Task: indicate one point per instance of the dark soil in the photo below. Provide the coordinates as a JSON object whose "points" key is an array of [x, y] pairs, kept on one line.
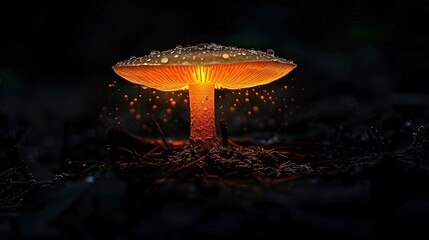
{"points": [[341, 188]]}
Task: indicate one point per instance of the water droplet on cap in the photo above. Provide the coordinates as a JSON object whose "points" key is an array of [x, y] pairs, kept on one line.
{"points": [[164, 60]]}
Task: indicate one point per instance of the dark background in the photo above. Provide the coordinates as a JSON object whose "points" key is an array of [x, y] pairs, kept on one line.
{"points": [[358, 62]]}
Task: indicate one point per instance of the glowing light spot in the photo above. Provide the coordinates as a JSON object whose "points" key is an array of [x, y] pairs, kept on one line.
{"points": [[272, 122]]}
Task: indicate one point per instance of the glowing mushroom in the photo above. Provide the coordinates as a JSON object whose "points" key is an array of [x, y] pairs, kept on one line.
{"points": [[201, 69]]}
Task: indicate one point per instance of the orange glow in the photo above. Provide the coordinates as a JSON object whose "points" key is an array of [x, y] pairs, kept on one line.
{"points": [[203, 129], [255, 108], [231, 76], [202, 69]]}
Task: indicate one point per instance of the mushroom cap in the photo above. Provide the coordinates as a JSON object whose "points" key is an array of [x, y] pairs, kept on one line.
{"points": [[223, 66]]}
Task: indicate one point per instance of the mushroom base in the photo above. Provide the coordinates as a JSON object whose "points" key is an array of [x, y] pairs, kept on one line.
{"points": [[201, 102]]}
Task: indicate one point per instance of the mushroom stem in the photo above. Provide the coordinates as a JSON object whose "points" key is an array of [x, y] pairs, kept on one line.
{"points": [[201, 102]]}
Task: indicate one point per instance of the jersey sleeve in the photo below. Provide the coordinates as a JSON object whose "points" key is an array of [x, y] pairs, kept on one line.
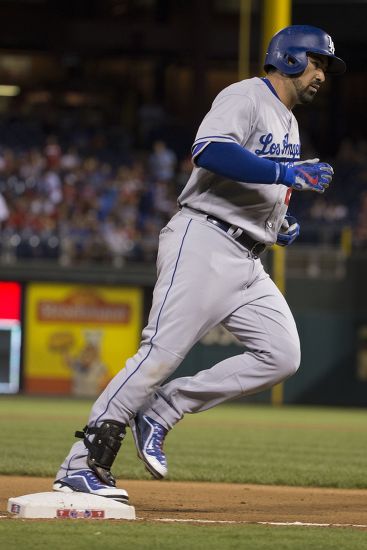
{"points": [[229, 120]]}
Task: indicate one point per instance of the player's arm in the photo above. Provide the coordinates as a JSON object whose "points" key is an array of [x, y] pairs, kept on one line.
{"points": [[234, 162]]}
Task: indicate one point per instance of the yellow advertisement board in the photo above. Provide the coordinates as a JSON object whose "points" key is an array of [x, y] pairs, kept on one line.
{"points": [[77, 337]]}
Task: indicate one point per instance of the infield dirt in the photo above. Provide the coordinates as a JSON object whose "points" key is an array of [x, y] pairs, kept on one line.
{"points": [[155, 500]]}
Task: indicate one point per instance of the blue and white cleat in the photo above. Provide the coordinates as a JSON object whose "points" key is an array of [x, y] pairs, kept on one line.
{"points": [[86, 481], [149, 437]]}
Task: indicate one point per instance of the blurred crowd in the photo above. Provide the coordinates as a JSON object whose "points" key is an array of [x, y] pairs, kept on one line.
{"points": [[75, 202]]}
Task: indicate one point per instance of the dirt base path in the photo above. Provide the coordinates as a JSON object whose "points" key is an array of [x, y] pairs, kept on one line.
{"points": [[159, 500]]}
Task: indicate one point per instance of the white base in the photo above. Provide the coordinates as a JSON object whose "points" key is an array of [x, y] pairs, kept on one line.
{"points": [[69, 505]]}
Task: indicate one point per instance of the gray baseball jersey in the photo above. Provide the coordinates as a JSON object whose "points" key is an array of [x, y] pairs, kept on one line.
{"points": [[206, 277], [250, 114]]}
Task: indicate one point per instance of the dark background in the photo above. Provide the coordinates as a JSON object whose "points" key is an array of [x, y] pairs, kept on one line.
{"points": [[114, 56]]}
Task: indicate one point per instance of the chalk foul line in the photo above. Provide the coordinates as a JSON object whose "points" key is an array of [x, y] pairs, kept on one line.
{"points": [[275, 523]]}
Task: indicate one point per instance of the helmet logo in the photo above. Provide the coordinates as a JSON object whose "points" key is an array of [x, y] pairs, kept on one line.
{"points": [[331, 45]]}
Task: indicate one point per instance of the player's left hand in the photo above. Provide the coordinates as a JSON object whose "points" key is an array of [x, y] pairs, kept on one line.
{"points": [[289, 231], [308, 175]]}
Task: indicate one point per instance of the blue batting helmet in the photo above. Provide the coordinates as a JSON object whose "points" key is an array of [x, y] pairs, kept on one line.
{"points": [[288, 49]]}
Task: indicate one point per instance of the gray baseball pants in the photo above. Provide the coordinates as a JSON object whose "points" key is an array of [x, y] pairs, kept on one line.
{"points": [[204, 278]]}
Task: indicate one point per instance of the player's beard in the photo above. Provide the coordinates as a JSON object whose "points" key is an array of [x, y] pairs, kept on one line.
{"points": [[305, 94]]}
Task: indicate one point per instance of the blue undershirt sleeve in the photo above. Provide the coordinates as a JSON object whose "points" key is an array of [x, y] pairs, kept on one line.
{"points": [[234, 162]]}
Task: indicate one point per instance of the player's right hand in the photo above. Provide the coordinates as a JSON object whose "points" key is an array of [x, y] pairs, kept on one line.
{"points": [[309, 175]]}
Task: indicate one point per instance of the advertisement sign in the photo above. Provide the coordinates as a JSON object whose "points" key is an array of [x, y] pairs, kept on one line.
{"points": [[78, 337], [10, 336]]}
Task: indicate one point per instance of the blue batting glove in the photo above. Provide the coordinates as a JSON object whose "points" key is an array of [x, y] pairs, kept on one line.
{"points": [[306, 175], [289, 231]]}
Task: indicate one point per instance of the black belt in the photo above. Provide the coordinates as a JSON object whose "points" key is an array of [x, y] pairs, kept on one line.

Exercise requirements: Exactly as written, please copy out the whole set of records, skipping images.

Answer below:
Task: indicate one point per instance of the dark soil in the photo below. Provide the coordinates as a JSON object whose "points" key is an array of [x, y] pairs, kept on one line.
{"points": [[341, 188]]}
Task: indicate one point per instance of the water droplet on cap in the photo above. Provide the coordinates as a JSON object whose "points" key is an array of [x, y] pairs, kept on one line.
{"points": [[164, 60]]}
Task: indicate one point per instance of the dark background in the photo above. Provide the coordinates as a JSON object whose "points" key is an array of [x, y] pairs, kept on one line.
{"points": [[358, 62]]}
Task: indicate one point per instance of the glowing light spot in the photo above. Provide the coordinates as a JSON object whose "points" key is an array of [x, y] pairs, kept on one line.
{"points": [[272, 122]]}
Task: indicate one point per instance of the glowing mushroom in the photo above. Provide the coordinates as a JSON object whose "points" key is an array of [x, y] pairs, kept on one line.
{"points": [[201, 69]]}
Task: indicate one point per instance of the orange glow in the photo above. Provide the coordinates as a JSON object whose "points" key is an array of [x, y] pairs, kept on one line.
{"points": [[203, 129], [255, 108], [231, 76], [202, 69]]}
Task: indicate one point per instance of the mushroom cap in the photo above. Provide the coordinates as a JSON object whose "points" key is an array of [x, y] pairs, kept on one line.
{"points": [[223, 66]]}
Task: indicate one point per instance of the mushroom base in the photo above. Provide the coordinates as a JSON object whose "points" key is an array of [x, y] pairs, kept on one line.
{"points": [[201, 102]]}
Task: indicate one point per instance of the mushroom stem in the photo above. Provide the coordinates as a JSON object whose "points" key is an array of [x, y] pairs, kept on one line.
{"points": [[201, 102]]}
Task: indicate one point per instance of the jersey sleeve in the photo below. Provide the coordinates as a JSON object whose "points" key is an array of [x, y] pairs, kept on one line.
{"points": [[229, 120]]}
Task: indicate one point per instance of the player's arm in the photo above. Provide the coordinates as a JSON object whose "points" key is an array of [x, y] pairs, kept on one line.
{"points": [[234, 162]]}
Task: indicate one point per instance of the yellow advertisement board in the photo above. Provide the coordinates as a JSON object whose "points" key is an array of [x, y] pairs, kept on one line.
{"points": [[77, 337]]}
Task: indicate one point per instance of the infield dirt in the photo above. Provide the coordinates as a JSON object whose "points" key is an array of [x, y] pairs, kept on one line.
{"points": [[155, 500]]}
Task: indicate one point per instance of the blue and white cleat in the photo above. Provide the coordinates as a JSON object whose "points" key is an array of [x, y] pairs, kept on one line.
{"points": [[86, 481], [149, 437]]}
Task: indicate one point per instance of the blurred crowd in the photo above. Provide the coordinates as a JSON object whose "points" key is an array of [x, y] pairs, kept on one line.
{"points": [[75, 202]]}
Task: indicate one point per instance of the dirt base path in the photo above. Provide the coordinates as a JSON object whose "points" key is an array of [x, y] pairs, kept on one line.
{"points": [[159, 500]]}
Task: indicate one point per instance of the white base in the photo above. Provide the coordinates as a JSON object whose "points" key is an array of [x, y] pairs, kept on one line.
{"points": [[69, 505]]}
Task: indicate one point per instance of the gray baseball jersey in the photo above. Provide the coordinates as a JSON object whose "points" key is an array of [x, y] pairs, kept on one line.
{"points": [[206, 277], [250, 114]]}
Task: indicate one point per instance of the dark background in the photo above. Provide the coordinates as a JSON object whose "points" key is an array of [x, y] pairs, kept on one line.
{"points": [[114, 56]]}
Task: indicate one point per instance of the chalk foul line in the photo above. Provide the coordinates as a JSON object whose "points" key is an array of [x, y] pairs, kept on one line.
{"points": [[275, 523]]}
Task: indicate one point per instance of the helmet logo in the photo above. Provide the coordinates as a JSON object whose "points" key is an array of [x, y] pairs, kept on one line.
{"points": [[331, 45]]}
Task: indicate one point per instance of the player's left hand in the photo above. Provide the coordinates as a JSON object whose "points" key is an array of [x, y] pairs, kept on one line.
{"points": [[289, 231], [308, 175]]}
Task: indicate one point per instance of the blue batting helmet in the photo above. Provide the coordinates as a JSON object whose "points" key is an array of [x, y] pairs, kept on one line.
{"points": [[288, 49]]}
Task: indicate one point per instance of the gray baseball pants in the photo above. Provide the coordinates as a JSON object whose "points" key is an array of [x, y] pairs, kept on one line.
{"points": [[204, 278]]}
Task: indicate one point per instance of the player's beard in the photo above. Provide the coordinates as a JSON object whose "points" key is an array of [x, y] pairs, kept on one line.
{"points": [[305, 94]]}
Task: indicate one point per instance of the blue undershirt sleeve in the photo above. Provide the coordinates as a JSON object whose "points" key is an array of [x, y] pairs, kept on one line.
{"points": [[234, 162]]}
Task: indicate one point per instance of the player's right hand in the photo above. Provide the coordinates as a JSON object whose "points" key is an array of [x, y] pairs, kept on one line.
{"points": [[309, 175]]}
Task: indicate one point per instance of the advertisement sign in the photo above. Provide the coordinates as a JSON object whose "points" key is an array of [x, y] pairs, kept on one line.
{"points": [[78, 337], [10, 336]]}
Task: indicate one point per instance of the blue batting glove in the photo above. Provide the coordinates as a JSON object whose "points" key is an array of [x, y] pairs, kept on one line.
{"points": [[306, 175], [289, 231]]}
Task: indicate one point per instance of the black belt in the photo above. Provide the coordinates as a JSON object whose "points" key is an array of [x, y] pairs, kept on one line.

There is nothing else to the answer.